**STATED TASK:** Identify each line in the records that contains the word "blue" and copy those lines out.

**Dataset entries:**
▼

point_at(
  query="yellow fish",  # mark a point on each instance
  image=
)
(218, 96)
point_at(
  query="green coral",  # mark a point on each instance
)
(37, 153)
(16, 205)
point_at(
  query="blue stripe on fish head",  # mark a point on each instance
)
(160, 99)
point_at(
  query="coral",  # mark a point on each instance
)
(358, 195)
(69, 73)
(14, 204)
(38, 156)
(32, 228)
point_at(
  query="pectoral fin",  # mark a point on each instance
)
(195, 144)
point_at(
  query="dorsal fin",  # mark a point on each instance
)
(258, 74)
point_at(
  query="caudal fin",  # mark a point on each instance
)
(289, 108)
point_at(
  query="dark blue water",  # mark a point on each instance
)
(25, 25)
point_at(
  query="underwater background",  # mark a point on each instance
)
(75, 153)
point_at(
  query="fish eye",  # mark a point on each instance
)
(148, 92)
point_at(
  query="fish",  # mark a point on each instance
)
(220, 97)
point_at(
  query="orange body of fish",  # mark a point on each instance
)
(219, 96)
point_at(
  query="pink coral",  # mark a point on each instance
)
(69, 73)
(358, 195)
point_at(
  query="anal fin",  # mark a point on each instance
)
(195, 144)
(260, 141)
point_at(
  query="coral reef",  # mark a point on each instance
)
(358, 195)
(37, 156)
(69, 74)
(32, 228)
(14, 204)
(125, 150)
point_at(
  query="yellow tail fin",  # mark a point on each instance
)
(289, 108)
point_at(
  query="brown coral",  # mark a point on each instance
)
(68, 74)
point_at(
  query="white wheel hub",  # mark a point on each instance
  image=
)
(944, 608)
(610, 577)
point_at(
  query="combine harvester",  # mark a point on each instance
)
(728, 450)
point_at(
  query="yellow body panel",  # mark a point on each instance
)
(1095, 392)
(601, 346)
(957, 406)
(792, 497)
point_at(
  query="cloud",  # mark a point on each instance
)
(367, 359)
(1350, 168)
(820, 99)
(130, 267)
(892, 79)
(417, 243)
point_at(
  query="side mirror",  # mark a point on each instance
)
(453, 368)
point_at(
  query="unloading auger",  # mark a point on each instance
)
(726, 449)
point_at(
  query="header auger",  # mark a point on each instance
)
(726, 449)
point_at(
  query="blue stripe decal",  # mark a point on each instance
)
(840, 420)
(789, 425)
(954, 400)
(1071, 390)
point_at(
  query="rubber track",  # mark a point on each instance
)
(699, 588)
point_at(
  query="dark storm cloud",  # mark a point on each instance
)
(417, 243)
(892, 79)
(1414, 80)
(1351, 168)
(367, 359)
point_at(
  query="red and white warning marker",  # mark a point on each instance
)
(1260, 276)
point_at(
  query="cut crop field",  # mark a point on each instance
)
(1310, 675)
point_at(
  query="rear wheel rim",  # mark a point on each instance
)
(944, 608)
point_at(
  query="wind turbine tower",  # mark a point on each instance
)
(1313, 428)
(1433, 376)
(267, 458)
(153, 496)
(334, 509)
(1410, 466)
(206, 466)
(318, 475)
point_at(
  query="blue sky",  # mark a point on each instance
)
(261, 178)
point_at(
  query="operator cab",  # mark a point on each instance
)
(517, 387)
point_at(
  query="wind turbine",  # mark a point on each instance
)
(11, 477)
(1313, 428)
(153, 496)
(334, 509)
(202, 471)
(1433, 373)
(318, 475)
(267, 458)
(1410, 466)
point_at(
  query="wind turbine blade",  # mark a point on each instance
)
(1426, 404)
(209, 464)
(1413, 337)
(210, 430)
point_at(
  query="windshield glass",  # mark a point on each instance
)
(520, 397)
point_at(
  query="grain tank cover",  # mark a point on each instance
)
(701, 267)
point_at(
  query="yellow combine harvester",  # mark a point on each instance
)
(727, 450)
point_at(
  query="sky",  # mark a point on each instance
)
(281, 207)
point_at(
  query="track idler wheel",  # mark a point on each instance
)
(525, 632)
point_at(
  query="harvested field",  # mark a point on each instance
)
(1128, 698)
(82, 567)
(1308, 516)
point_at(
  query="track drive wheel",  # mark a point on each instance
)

▲

**WORKED ANSWER:**
  query="blue stripe on fish head",  # mark a point on each instance
  query="dark blue water",  # mark a point on each instance
  query="blue stripe decal",  # mark a point on each instance
  query="blue sky",  # mark a point on each instance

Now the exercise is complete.